Data extract: Begin

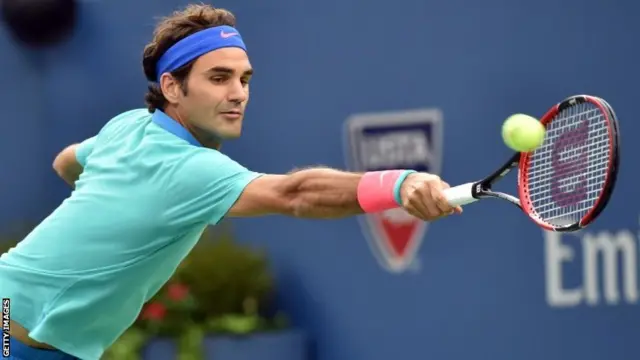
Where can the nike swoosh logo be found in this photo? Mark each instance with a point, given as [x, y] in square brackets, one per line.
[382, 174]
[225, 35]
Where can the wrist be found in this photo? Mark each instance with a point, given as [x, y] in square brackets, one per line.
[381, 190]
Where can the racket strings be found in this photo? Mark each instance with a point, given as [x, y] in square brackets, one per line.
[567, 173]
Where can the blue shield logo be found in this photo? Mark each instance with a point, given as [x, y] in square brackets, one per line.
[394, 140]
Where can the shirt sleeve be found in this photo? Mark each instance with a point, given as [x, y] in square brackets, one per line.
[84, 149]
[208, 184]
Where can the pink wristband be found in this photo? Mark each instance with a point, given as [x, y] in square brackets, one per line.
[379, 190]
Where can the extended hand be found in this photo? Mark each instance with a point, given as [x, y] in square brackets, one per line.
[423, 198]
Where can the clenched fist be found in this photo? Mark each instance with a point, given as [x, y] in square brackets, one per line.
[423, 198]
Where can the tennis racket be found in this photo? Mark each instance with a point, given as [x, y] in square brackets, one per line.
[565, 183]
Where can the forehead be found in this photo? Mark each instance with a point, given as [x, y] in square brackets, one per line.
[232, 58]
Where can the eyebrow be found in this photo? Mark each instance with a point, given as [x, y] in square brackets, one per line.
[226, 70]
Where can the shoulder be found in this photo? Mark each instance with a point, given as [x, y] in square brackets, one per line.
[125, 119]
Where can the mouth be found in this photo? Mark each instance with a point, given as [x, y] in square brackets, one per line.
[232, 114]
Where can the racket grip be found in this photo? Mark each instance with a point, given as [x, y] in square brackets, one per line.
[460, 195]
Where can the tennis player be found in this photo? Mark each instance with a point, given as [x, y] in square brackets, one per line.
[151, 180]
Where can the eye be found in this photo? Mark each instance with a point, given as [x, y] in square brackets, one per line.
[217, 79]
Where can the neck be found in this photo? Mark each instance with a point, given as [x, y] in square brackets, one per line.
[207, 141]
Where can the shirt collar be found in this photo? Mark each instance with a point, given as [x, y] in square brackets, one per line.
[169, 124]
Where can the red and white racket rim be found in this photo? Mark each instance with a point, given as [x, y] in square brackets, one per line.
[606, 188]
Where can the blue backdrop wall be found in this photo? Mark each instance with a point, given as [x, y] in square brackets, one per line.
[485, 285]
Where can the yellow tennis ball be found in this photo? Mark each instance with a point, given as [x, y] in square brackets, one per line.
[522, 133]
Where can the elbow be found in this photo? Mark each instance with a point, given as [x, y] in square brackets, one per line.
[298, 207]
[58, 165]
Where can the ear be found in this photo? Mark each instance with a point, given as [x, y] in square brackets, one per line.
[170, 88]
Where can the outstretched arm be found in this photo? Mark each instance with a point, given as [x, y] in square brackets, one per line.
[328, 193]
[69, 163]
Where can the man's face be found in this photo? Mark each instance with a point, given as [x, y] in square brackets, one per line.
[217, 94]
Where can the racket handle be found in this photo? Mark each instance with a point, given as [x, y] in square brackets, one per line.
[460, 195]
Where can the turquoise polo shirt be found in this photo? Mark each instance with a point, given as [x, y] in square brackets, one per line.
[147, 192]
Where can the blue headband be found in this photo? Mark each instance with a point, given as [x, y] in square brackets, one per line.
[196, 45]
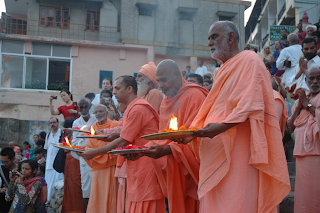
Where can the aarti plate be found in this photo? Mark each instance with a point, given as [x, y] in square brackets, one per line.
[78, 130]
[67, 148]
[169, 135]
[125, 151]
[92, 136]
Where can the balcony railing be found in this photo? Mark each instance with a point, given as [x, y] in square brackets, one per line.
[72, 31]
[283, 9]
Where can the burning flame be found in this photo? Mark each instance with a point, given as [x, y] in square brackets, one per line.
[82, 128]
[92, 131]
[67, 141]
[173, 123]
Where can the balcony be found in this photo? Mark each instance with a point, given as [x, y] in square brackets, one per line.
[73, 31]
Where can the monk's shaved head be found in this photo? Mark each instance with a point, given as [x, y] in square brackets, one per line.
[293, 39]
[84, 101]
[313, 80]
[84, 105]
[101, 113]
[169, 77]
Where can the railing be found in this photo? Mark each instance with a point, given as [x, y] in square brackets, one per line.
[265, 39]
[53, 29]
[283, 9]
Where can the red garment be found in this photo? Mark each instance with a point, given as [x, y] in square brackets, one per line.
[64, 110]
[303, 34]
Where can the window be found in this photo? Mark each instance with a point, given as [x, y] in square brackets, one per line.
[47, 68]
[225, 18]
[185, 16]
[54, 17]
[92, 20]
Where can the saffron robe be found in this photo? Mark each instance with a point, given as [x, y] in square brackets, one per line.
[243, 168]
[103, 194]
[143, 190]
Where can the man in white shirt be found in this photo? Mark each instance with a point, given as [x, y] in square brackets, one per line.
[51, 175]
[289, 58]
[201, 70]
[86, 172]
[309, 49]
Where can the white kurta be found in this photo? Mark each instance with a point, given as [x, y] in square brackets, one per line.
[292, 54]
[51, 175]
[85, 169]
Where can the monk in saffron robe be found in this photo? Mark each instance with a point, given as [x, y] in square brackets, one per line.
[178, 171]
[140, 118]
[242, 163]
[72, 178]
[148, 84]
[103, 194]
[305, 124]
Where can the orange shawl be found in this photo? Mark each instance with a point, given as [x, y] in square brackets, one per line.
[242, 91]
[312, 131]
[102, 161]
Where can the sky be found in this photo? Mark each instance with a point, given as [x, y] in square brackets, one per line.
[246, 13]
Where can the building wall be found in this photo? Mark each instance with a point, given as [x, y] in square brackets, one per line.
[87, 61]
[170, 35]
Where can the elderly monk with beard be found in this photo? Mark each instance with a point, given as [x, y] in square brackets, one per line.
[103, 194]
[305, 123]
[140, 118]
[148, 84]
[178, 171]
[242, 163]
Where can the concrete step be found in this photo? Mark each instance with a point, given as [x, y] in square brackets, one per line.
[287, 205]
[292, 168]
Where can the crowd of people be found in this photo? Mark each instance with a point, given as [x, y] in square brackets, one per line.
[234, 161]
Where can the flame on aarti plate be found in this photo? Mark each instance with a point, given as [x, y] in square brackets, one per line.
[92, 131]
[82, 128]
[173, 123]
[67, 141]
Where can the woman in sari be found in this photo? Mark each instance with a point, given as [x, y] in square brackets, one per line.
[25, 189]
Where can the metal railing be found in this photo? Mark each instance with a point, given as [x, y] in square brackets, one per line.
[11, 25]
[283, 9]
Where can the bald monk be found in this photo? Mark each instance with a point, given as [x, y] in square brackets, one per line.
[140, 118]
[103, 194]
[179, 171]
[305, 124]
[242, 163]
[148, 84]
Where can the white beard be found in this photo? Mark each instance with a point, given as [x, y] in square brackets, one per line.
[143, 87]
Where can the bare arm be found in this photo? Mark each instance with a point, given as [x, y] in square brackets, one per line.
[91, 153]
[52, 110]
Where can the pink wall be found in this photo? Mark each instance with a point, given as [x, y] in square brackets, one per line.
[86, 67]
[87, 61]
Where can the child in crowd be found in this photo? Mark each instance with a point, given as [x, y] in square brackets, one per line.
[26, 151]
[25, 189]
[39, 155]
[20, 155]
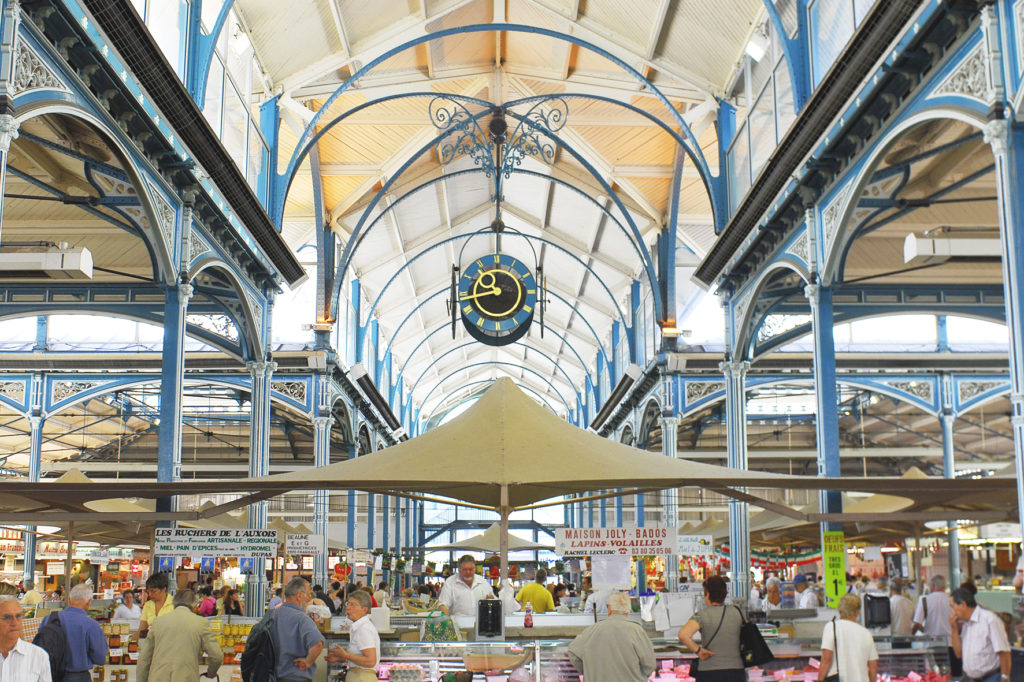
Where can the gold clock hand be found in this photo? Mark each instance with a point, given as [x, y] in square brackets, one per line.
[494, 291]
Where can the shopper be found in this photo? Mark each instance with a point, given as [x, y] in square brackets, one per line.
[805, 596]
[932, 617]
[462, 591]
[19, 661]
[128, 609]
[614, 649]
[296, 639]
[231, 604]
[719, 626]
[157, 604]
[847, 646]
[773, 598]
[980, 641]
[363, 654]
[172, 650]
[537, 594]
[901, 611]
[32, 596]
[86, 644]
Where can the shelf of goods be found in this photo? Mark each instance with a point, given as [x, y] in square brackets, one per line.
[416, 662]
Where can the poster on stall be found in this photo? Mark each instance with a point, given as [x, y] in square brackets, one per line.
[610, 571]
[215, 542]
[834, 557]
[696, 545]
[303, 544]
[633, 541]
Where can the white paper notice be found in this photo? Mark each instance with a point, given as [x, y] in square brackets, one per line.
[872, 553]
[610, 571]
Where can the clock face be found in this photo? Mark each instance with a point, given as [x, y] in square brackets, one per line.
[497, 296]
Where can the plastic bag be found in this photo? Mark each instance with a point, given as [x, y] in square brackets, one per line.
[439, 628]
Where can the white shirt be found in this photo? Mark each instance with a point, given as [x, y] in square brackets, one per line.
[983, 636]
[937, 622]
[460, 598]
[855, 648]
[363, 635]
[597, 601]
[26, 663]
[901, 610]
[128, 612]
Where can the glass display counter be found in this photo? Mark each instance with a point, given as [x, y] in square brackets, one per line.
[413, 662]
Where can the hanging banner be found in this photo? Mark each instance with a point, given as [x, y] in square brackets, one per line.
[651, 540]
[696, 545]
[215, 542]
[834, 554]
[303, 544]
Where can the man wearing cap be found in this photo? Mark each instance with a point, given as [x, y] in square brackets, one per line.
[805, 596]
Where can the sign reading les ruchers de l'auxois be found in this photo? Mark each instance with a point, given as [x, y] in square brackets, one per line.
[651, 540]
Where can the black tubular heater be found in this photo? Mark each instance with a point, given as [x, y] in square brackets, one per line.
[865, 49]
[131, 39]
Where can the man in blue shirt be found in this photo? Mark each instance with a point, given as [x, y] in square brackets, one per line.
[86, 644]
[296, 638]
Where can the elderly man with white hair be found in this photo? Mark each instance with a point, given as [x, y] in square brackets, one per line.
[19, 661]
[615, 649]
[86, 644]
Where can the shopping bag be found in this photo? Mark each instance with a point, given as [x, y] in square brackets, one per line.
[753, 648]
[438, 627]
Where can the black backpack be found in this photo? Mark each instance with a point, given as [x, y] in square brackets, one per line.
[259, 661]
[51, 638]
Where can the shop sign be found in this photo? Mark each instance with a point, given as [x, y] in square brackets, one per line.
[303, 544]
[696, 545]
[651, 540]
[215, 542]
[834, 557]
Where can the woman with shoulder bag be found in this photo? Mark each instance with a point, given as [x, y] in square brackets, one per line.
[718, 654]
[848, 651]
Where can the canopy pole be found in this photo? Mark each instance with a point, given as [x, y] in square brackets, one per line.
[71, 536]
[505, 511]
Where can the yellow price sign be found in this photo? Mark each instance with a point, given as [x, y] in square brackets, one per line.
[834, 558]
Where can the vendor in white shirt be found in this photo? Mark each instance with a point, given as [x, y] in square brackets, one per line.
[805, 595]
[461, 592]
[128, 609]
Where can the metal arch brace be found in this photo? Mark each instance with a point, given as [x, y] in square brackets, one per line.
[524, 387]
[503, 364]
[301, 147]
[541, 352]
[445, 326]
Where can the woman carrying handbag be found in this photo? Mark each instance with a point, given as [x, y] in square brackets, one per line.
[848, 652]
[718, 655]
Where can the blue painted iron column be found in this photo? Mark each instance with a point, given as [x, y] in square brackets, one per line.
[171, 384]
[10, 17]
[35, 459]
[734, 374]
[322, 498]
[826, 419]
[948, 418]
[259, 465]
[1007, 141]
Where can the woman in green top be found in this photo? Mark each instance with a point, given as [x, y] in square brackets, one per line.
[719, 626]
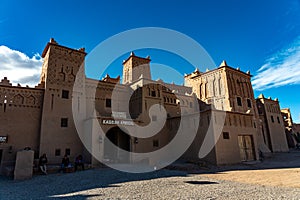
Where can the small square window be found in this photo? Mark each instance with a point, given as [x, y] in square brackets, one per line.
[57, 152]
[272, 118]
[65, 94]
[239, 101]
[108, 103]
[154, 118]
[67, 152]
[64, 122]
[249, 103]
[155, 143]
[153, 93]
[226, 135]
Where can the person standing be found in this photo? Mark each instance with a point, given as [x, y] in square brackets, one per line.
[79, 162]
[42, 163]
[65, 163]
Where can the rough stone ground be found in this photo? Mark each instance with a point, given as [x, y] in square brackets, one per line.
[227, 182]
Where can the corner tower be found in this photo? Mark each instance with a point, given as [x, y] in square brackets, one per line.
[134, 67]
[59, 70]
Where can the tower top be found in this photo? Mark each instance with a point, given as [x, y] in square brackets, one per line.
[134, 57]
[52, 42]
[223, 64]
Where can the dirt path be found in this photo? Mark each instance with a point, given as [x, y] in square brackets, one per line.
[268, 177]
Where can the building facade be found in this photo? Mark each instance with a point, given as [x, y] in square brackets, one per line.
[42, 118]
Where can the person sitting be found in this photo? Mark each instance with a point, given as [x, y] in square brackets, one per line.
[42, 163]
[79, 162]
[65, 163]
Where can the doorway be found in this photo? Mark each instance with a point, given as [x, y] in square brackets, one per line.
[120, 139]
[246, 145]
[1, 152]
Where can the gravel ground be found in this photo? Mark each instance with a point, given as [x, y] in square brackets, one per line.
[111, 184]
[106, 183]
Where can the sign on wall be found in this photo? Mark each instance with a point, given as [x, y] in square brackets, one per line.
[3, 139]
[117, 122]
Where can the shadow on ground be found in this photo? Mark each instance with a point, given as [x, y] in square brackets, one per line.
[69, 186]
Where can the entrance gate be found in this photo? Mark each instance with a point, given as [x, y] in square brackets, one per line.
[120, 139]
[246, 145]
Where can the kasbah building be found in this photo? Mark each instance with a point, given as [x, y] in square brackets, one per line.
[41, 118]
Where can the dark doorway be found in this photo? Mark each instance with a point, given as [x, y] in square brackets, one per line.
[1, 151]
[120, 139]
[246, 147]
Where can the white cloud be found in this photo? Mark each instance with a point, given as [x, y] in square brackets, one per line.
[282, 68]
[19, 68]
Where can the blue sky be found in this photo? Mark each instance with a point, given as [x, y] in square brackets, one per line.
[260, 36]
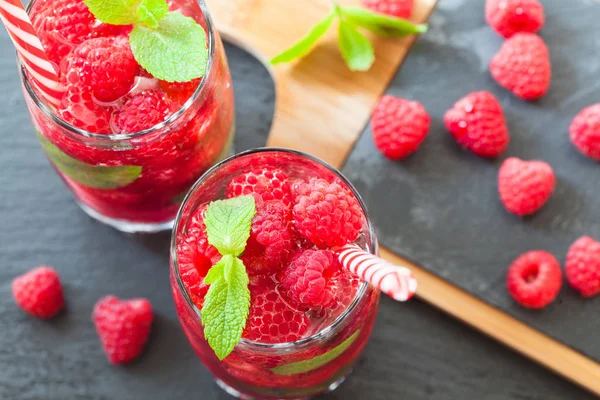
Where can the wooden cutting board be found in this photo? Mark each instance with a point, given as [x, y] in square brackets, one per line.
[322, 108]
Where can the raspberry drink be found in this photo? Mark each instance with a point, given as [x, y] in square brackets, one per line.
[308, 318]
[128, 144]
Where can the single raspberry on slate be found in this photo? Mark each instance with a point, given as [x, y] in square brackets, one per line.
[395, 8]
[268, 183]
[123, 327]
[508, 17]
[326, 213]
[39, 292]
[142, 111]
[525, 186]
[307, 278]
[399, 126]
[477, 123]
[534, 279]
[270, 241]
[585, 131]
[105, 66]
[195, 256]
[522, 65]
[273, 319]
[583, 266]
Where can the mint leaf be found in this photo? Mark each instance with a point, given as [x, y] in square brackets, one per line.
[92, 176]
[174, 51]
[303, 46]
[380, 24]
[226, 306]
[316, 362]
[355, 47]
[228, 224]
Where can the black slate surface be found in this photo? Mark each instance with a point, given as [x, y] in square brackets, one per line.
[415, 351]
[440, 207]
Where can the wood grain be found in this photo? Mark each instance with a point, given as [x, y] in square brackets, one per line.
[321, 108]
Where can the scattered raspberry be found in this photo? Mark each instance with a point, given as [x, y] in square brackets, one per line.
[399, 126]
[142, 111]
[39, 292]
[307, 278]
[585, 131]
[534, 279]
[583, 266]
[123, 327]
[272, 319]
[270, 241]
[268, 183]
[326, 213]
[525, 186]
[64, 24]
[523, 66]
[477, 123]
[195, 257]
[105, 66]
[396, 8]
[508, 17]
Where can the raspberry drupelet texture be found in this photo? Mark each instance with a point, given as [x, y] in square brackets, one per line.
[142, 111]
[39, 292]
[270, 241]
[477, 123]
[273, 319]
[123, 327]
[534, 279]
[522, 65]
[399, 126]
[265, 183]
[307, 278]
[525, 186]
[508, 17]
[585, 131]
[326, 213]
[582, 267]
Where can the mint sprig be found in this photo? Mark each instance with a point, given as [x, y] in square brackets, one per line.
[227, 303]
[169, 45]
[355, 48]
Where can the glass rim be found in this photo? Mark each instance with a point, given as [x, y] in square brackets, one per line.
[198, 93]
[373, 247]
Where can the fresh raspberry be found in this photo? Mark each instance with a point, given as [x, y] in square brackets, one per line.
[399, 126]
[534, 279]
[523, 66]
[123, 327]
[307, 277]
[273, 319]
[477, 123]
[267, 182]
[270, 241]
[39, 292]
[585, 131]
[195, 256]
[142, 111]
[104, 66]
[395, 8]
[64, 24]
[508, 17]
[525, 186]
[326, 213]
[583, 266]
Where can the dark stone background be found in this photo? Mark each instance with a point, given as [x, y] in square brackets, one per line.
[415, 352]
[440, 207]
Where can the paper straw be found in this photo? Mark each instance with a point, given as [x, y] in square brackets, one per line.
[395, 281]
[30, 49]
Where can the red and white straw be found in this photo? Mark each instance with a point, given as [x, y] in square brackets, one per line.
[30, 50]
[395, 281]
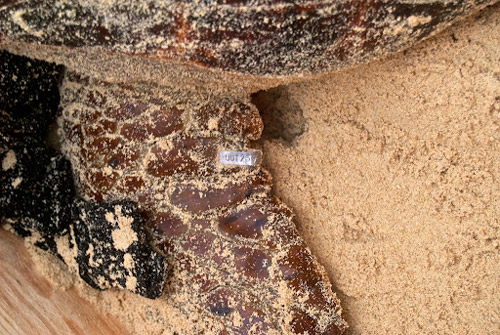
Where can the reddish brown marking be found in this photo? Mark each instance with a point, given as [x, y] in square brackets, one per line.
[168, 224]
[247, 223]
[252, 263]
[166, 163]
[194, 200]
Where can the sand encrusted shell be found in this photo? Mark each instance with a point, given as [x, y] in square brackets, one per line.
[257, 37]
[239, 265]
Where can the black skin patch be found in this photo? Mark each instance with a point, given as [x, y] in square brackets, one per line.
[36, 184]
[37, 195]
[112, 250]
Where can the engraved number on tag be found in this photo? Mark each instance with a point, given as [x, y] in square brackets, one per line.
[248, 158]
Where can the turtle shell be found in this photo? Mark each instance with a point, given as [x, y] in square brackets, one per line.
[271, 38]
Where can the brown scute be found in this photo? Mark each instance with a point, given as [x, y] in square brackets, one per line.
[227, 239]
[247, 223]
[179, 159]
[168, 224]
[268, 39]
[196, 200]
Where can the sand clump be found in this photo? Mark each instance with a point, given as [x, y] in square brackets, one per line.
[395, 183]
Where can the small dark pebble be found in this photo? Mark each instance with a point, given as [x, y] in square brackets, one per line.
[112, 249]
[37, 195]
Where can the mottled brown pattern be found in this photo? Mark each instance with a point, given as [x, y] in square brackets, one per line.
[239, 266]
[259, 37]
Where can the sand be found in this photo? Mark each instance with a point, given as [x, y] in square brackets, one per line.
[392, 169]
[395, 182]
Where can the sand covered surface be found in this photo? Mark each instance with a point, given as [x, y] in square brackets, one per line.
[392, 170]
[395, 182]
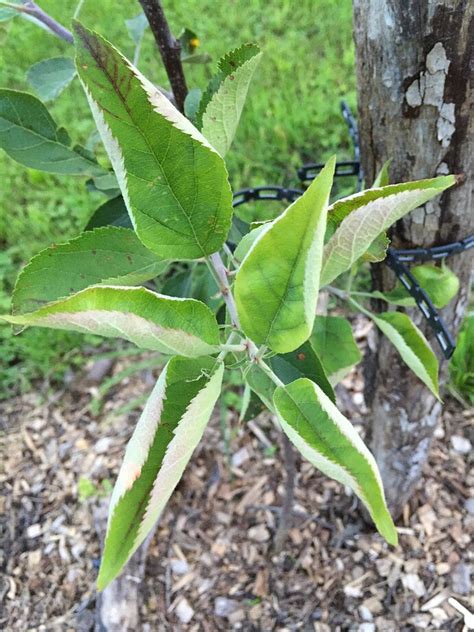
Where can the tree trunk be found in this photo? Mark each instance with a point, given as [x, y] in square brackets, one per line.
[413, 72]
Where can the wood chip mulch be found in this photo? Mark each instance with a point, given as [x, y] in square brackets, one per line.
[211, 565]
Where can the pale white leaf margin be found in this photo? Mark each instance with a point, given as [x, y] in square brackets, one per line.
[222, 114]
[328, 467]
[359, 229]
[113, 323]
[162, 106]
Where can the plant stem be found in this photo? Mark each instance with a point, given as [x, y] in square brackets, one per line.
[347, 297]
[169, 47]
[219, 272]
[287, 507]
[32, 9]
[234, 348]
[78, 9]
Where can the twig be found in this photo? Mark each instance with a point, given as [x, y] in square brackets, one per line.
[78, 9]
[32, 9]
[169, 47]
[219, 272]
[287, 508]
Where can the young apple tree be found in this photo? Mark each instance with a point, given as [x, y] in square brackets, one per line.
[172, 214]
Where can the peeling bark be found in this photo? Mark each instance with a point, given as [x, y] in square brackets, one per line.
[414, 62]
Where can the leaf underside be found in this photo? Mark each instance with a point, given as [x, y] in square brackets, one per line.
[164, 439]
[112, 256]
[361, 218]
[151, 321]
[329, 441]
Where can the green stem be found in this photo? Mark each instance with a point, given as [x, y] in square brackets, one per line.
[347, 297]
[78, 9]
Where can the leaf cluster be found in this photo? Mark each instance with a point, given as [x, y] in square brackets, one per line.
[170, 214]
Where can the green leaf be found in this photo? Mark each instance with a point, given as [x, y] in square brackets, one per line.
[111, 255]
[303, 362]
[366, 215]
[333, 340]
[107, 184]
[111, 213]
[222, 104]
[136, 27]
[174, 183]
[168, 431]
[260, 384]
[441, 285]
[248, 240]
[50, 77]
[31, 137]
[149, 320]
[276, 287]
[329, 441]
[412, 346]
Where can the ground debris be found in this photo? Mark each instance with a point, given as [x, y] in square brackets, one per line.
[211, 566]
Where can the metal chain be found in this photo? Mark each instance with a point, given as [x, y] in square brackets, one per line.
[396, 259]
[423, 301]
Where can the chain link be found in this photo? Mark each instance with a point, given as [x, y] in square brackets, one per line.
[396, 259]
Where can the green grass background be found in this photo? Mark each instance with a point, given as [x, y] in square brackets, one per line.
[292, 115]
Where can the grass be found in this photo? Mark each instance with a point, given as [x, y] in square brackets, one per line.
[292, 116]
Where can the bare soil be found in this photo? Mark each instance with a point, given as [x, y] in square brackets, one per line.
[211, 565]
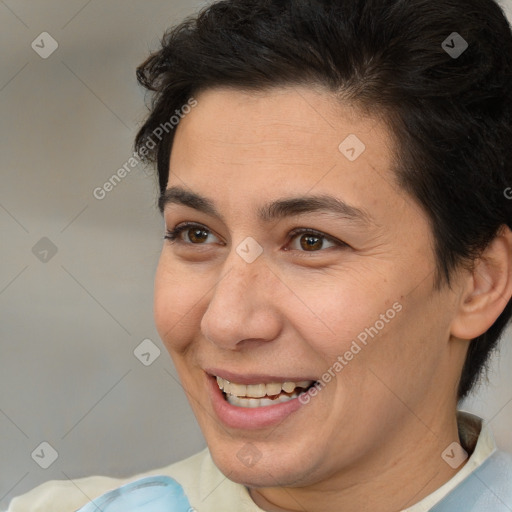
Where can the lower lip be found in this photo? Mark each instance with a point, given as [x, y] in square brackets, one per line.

Data extract: End

▸ **Exercise brief**
Once the line containing "Where can the ground" is found in the records above, it and every line after it up to the last must be repeated exactly, without pictures.

▸ **Reply to the task**
Where can the ground debris be found in this photo? Mark each instance with a point, given as [x, y] in square brackets, one per line.
[211, 566]
Where can the metal chain be found in this photo? Mark each instance with a point, given as [x, y] in square brackets, one per line.
[396, 259]
[423, 301]
Where can the chain link be found in this photo? Mark each instance with a point, given as [x, y] in square brackets, one per line.
[396, 259]
Where can the green grass background be found in this photo? Mark each instance with a point, given as [x, y] in square brackets, one per line.
[292, 115]
Where can the grass be found in this photo? Mark each instance with a point, given as [x, y] in square brackets, one per line.
[292, 116]
Where can the bare soil be found in this photo? Mark each instance with a point, given as [x, y] in square brackets, one per line.
[211, 565]
Where can the lower lip be found in this photo? Mark each instance with a point, given as [x, y] in square brackets, one per line.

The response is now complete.